GIVEN DATA: Begin

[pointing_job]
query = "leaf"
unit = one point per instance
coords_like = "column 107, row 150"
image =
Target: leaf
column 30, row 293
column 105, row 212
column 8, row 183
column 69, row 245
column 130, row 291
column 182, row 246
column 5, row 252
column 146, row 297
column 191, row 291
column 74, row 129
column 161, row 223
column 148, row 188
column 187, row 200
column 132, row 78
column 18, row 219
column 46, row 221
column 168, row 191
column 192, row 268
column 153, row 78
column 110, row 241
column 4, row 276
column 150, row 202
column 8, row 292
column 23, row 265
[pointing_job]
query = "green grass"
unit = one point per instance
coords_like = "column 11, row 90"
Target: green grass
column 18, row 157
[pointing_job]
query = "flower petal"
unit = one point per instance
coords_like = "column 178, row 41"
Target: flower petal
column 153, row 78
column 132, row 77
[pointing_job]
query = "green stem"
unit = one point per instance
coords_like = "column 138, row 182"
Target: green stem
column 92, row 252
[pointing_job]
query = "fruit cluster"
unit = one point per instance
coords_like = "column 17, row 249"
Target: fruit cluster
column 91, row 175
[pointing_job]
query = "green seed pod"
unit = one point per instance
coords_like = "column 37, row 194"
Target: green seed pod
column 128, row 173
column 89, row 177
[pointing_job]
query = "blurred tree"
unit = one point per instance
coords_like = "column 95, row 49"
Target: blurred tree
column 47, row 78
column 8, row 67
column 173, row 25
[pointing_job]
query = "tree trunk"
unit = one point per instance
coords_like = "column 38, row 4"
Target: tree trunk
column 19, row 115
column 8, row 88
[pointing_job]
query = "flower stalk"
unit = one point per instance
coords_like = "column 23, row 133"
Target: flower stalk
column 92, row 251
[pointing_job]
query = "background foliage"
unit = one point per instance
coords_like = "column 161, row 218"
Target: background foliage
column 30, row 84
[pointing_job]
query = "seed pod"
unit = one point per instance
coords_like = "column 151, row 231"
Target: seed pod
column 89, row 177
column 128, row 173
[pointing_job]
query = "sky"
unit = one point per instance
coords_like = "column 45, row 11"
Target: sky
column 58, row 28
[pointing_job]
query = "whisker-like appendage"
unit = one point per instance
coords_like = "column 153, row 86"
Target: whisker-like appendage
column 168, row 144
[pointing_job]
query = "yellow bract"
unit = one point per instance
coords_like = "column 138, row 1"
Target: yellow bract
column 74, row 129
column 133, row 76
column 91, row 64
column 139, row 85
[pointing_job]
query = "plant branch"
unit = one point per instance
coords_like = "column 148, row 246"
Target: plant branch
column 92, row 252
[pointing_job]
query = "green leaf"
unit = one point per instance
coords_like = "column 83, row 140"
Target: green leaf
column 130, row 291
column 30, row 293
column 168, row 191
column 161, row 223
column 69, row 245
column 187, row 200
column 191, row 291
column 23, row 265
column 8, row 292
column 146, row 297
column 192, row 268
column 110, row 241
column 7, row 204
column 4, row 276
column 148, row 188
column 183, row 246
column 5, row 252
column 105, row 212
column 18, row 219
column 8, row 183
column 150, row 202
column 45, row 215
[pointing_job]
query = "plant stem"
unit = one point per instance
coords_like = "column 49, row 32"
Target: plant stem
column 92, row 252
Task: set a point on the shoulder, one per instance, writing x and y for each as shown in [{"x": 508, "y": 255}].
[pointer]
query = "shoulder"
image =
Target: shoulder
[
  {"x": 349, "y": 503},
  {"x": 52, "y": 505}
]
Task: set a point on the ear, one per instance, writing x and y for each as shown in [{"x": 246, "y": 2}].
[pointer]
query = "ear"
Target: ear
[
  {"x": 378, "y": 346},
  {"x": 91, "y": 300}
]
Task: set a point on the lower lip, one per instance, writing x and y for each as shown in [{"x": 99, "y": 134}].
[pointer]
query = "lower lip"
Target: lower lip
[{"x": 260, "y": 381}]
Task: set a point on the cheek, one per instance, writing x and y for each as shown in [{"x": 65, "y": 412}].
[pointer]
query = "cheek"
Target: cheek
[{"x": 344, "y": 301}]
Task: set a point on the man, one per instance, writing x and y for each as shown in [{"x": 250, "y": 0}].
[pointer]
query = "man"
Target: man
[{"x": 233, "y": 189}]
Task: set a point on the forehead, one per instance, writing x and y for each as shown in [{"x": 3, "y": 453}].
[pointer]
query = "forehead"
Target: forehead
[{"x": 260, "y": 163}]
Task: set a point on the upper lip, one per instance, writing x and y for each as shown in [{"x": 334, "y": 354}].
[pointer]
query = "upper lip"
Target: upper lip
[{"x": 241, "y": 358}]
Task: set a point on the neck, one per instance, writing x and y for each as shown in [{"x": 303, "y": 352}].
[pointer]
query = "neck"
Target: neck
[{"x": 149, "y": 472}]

GIVEN DATA: End

Copy out every record above exactly as written.

EXERCISE OUTPUT:
[pointing_job]
query = "leaf"
unit = one point per instance
coords_like = "column 107, row 150"
image =
Target: leaf
column 30, row 293
column 105, row 212
column 8, row 183
column 69, row 245
column 130, row 291
column 182, row 246
column 5, row 252
column 146, row 297
column 191, row 291
column 74, row 129
column 161, row 223
column 148, row 188
column 187, row 200
column 132, row 78
column 18, row 219
column 46, row 221
column 168, row 191
column 192, row 268
column 153, row 78
column 110, row 241
column 4, row 276
column 150, row 202
column 8, row 292
column 23, row 265
[pointing_job]
query = "green grass"
unit = one point per instance
coords_like = "column 11, row 90"
Target: green grass
column 18, row 157
[pointing_job]
query = "flower petal"
unit = one point per instance
coords_like = "column 178, row 41"
Target: flower petal
column 153, row 78
column 132, row 77
[pointing_job]
query = "green stem"
unit = one point per instance
coords_like = "column 138, row 182"
Target: green stem
column 92, row 252
[pointing_job]
query = "fruit cluster"
unit = one point per instance
coords_like = "column 17, row 249"
Target: fruit cluster
column 91, row 175
[pointing_job]
query = "green seed pod"
unit = one point per instance
coords_like = "column 37, row 194"
Target: green seed pod
column 128, row 173
column 89, row 177
[pointing_job]
query = "blurred tree"
unit = one point per instance
coords_like = "column 95, row 49"
Target: blurred tree
column 47, row 78
column 8, row 67
column 173, row 25
[pointing_job]
query = "tree trunk"
unit = one point per instance
coords_like = "column 38, row 4"
Target: tree trunk
column 19, row 115
column 8, row 88
[pointing_job]
query = "flower stalk"
unit = one point per instance
coords_like = "column 23, row 133"
Target: flower stalk
column 92, row 251
[pointing_job]
query = "background foliage"
unit = one point per instance
coords_like = "column 161, row 218"
Target: background foliage
column 30, row 84
[pointing_job]
query = "seed pod"
unit = one point per instance
coords_like = "column 151, row 231"
Target: seed pod
column 89, row 177
column 128, row 173
[pointing_job]
query = "sky"
unit = one point per instance
coords_like = "column 45, row 11"
Target: sky
column 58, row 28
[pointing_job]
query = "whisker-like appendage"
unit = one point per instance
coords_like = "column 153, row 86"
Target: whisker-like appendage
column 168, row 144
[pointing_job]
query = "yellow bract"
unit = one point per instance
coords_like = "column 138, row 1"
Target: yellow bract
column 74, row 129
column 133, row 76
column 91, row 64
column 139, row 85
[pointing_job]
query = "plant branch"
unit = one point per instance
coords_like = "column 148, row 246"
Target: plant branch
column 92, row 252
[pointing_job]
query = "green leaf"
unit = one point per instance
coords_like = "column 83, row 140"
Target: green leaf
column 130, row 291
column 30, row 293
column 168, row 191
column 161, row 223
column 69, row 245
column 187, row 200
column 191, row 291
column 23, row 265
column 8, row 292
column 146, row 297
column 192, row 268
column 110, row 241
column 7, row 204
column 4, row 276
column 148, row 188
column 183, row 246
column 5, row 252
column 105, row 212
column 18, row 219
column 8, row 183
column 150, row 202
column 45, row 215
[pointing_job]
query = "plant stem"
unit = one point per instance
coords_like = "column 49, row 32"
Target: plant stem
column 92, row 252
Task: set a point on the shoulder, one per instance, writing x and y for each as shown in [{"x": 508, "y": 255}].
[pointer]
query = "shoulder"
image =
Target: shoulder
[
  {"x": 349, "y": 503},
  {"x": 52, "y": 505}
]
Task: set a point on the ear, one per instance, writing x and y for each as shown in [{"x": 246, "y": 2}].
[pointer]
query = "ear"
Target: ear
[
  {"x": 378, "y": 346},
  {"x": 91, "y": 300}
]
Task: set a point on the lower lip, one per instance, writing x and y for each as shown in [{"x": 99, "y": 134}].
[pointer]
query = "lower lip"
Target: lower lip
[{"x": 260, "y": 381}]
Task: set a point on the cheek, one per instance, writing x and y for each as shown in [{"x": 65, "y": 412}].
[pointer]
query = "cheek"
Target: cheek
[{"x": 344, "y": 301}]
Task: set a point on the man, one per instance, writing x and y for each as shown in [{"x": 250, "y": 0}].
[pointer]
query = "man"
Target: man
[{"x": 233, "y": 189}]
Task: set a point on the forehead, one per instance, writing x and y for each as shown in [{"x": 3, "y": 453}].
[pointer]
query = "forehead"
Target: forehead
[{"x": 260, "y": 163}]
Task: set a point on the upper lip, one per instance, writing x and y for each as shown in [{"x": 334, "y": 354}].
[pointer]
query = "upper lip"
Target: upper lip
[{"x": 241, "y": 358}]
Task: set a point on the neck, one per instance, writing x and y for each as shown in [{"x": 303, "y": 352}].
[pointer]
query = "neck"
Target: neck
[{"x": 149, "y": 472}]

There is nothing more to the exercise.